● What is being asked:
Down to the final line, reproduce the entries that follow exactly.

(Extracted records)
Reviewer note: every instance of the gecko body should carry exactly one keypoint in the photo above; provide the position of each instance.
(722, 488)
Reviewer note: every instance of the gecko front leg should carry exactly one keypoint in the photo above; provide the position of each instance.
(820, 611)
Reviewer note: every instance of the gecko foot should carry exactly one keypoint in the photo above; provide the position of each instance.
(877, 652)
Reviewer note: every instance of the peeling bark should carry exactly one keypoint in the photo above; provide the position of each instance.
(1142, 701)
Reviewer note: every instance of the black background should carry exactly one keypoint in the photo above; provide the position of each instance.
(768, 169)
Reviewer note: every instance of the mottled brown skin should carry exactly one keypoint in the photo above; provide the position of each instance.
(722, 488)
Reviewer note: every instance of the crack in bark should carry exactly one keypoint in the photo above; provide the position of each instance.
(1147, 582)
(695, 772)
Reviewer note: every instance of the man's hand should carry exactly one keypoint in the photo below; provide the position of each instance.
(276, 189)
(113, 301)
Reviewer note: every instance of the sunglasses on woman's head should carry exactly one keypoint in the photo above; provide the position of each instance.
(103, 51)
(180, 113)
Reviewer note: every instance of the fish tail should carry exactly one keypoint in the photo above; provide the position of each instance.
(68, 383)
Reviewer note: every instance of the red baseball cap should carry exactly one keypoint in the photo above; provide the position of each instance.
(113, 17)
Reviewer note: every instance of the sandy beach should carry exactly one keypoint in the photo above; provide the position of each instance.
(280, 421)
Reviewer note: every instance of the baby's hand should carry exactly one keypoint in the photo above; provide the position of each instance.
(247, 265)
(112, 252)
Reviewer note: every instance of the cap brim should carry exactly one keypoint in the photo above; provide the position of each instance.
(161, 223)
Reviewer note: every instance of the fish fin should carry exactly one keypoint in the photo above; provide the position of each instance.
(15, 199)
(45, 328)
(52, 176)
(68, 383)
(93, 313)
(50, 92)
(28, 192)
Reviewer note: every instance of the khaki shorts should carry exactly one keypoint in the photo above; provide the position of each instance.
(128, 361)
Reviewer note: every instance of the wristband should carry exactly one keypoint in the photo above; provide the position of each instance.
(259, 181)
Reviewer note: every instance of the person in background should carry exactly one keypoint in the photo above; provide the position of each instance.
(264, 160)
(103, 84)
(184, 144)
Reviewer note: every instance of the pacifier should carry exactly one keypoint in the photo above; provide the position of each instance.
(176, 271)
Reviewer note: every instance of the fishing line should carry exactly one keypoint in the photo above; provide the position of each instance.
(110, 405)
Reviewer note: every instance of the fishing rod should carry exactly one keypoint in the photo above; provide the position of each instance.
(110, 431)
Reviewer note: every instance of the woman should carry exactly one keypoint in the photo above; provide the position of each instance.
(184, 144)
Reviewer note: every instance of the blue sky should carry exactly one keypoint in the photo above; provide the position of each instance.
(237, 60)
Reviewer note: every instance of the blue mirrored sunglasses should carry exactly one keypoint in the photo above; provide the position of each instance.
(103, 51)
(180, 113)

● Result of the task:
Reviewer note: every instance of the gecko body should carry exactly one keypoint in the photo above; provide the position of each instance.
(722, 488)
Reviewer note: every instance of the gecko front leg should carry exactly one keypoint in the photo above; provide the position of each instance.
(820, 611)
Reviewer note: every instance of the gecko foot should carry exactly one keypoint in the photo above; provide the position of each instance.
(877, 652)
Reviewer note: every instance of the peeling bark should carry exactly one keypoint in the photo above; provide the position of each instance.
(1142, 701)
Reviewer note: every instance of the black background should carry exactly one keypoint in the photo above; provide the position of each instance.
(768, 169)
Reviewer note: every instance of the mottled brown skin should carry exactly one keypoint in the photo above; provide the position of each instance.
(722, 488)
Reviewer note: every instance of the crack in bark should carry exactly one keypoint in the photo above; provide the position of each instance.
(1147, 582)
(695, 772)
Reviewer note: every instance of the man's hand should carry exactly one keypoint in the photo below; provide the position of each instance.
(276, 189)
(113, 301)
Reviewer note: every instance of the sunglasses on woman's head should carry exactly one keypoint in the photo above; provide the position of each instance.
(103, 51)
(180, 113)
Reviewer note: every instance of the fish tail should carry exactly one keypoint in the photo above; provide the position of each instance.
(68, 383)
Reviewer note: every instance of the red baseball cap should carry exactly one keypoint in the photo above; provide the position of each instance.
(113, 17)
Reviewer note: every instance of the sandy beach should carry exactly one keypoint in the photo above; provide the position of each instance.
(280, 421)
Reviewer note: every instance of the baby's hand should carry exactly one keypoint in the photo above; provide the position of each instance.
(247, 265)
(112, 252)
Reviewer note: every instance of the cap brim should carry exactly one keypoint in the photo above; provide the position of each instance.
(161, 223)
Reviewer note: every instance of the fish fin should carry exactly one keypoint in the photo above; provide the position of each instance.
(15, 199)
(45, 328)
(52, 176)
(68, 383)
(93, 313)
(50, 92)
(28, 192)
Reviewer note: every instance of the khaki shorts should carry exactly one keypoint in the photo above; provide the position of each instance.
(128, 361)
Reviewer note: every instance of the wristband should carry exactly one keypoint in the photo above; provide the position of each instance.
(259, 181)
Reviewer note: every instance of the person in background should carry exactly one keypoint in the photo above; provide the position of each instance.
(264, 160)
(103, 84)
(184, 144)
Reviewer note: every instance of the pacifier should carry exactly one keypoint in the photo above; provide the position of each instance.
(176, 271)
Reviewer note: every instance of the fishing line should carry exactly one keypoint in the photo above; provide the position of each instance.
(110, 405)
Reviewer note: every instance of the fishing rod should carry exactly one keypoint in the photo above; provide the position of each instance.
(110, 431)
Reviewer note: every instance of the woman should carry exactly one keypoint in the photo above; provide the position of each instance.
(184, 144)
Reviewer note: every instance of the blue sky should carry exactly one keypoint in the photo above; provide the position of each instance.
(237, 60)
Reviewer note: every instance of the blue mirrored sunglasses should carry exactly one keypoint in the photo above; provide the position of each instance.
(103, 51)
(180, 113)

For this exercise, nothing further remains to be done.